▶ [Article]:
To Fund or Not to Fund

Along with the advocacy efforts, the formation of the Independent Creative Artists and Producers (ICAP as it was popularly known) was one of AIVF's first successes. Charles Levine, one of the few experimental filmmakers active in AIVF, saw early on the possibilities of a multi-channel cable environment for filmmakers. Filmmaker and marketer Kitty Morgan and P.O.V co-executive producer Marc Weiss, both board members in 1976, gave practical shape to Levine's ideas. The first deal they struck was with Home Box Office, which was looking for short films to fill out their two- to three-hour feature time slots. "I'll never forget the contract we cut with them," Weiss confessed recently: "They would pay us $1 per minute per 100,000 subscribers. Initially, if they were to show a 10-minute film they would pay us $10. If they had a million subscribers they would pay us $100. Because their subscriber base expanded so rapidly, they were paying us hundreds of dollars per minute. We were getting checks for several thousand dollars for an eight minute film. Once they figured out what was going on, they never renewed the contract."

Of the three building blocks that gave the AIVF life and structure--the early advocacy efforts, ICAP, and, in 1975, the incorporation of the Foundation for Independent Video and Film (FIVF), which could dispense funds and receive grants--it was the last that seemed the most innocent and which brought about the most immediate changes. Ed Lynch saw growth in terms of the organization's ability to attract production funds, which could then be dispensed to the filmmaking community through FIVF. The board, which didn't want to be in the position of having to choose one project over another, initially resisted Lynch's attempts to secure production funds. When, for instance, soon after the American Film Institute's defeat at the hands of AIVF, the AFI quietly approached FIVF with an offer to administer its independent filmmaker program, the board flatly refused. About a year later, in 1976, the Ford Foundation and the NEA announced a $500,000 fund for documentary programs intended for public television. Lynch wanted this money to be earmarked for FIVF and the independent film and video community. When interviewed for the tenth anniversary of AIVF, Lynch said he "wanted to broker that money for a new relationship between independents and [public television] stations." Again the board resisted. Ultimately it yielded, but the damage had been done; the television fund monies went to WNET. At the time I, like most board members, thought Lynch was wrong in wanting to disperse production funds. It would have required a great deal of political skill to insulate granting panels from the everyday pressures of running an organization. With the comfortable vision of hindsight I can only wonder what AIVF and FIVF would be like today. Would it have made ITVS unnecessary?

By the time Lynch decided to step down as president in 1977, the talents of the founder/organizer were at odds with the needs of the organization. Lynch's departing missive, included in one of the letters he sent periodically to AIVF members, intimated a gentle passing of the sceptor to new president documentarian Ting Barrow: "A new line to the eye of an old woman, a new wrinkle in a vaudeville act, a new fold for the diapers, a furrow across the farm, and a new President of the Association of Independent Video and Filmmakers."

In the four years between 1973 and 1977, several founding board members, who were moving on to the feature world, followed in Lynch's footsteps, either by stepping down from leadership roles, leaving the organization, or abandoning New York City. With the departures of the early board members, there was little in the way of a permanent structure for the organization. That was left to the next generation.

The transition that followed--from a president- and board-led local entity with an active membership to a national executive-directed operation with a largely passive national membership--was sometimes smooth, more often brutal, but always interesting. In sheer numbers membership increased dramatically, but few new members attended meetings. With the exception of Marc Weiss, the founding board members had all departed by 1980.

▶ [Data shown]:
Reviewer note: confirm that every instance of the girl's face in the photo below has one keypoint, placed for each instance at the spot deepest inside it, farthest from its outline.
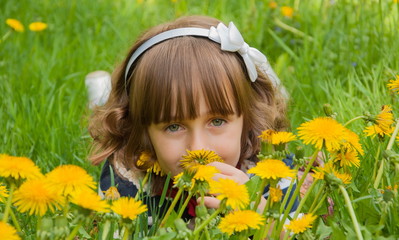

▶ [Goal]:
From the article on AIVF's early years, reproduce word for word the passage starting with "In the four" and going on through "the next generation.".

▶ [The result]:
In the four years between 1973 and 1977, several founding board members, who were moving on to the feature world, followed in Lynch's footsteps, either by stepping down from leadership roles, leaving the organization, or abandoning New York City. With the departures of the early board members, there was little in the way of a permanent structure for the organization. That was left to the next generation.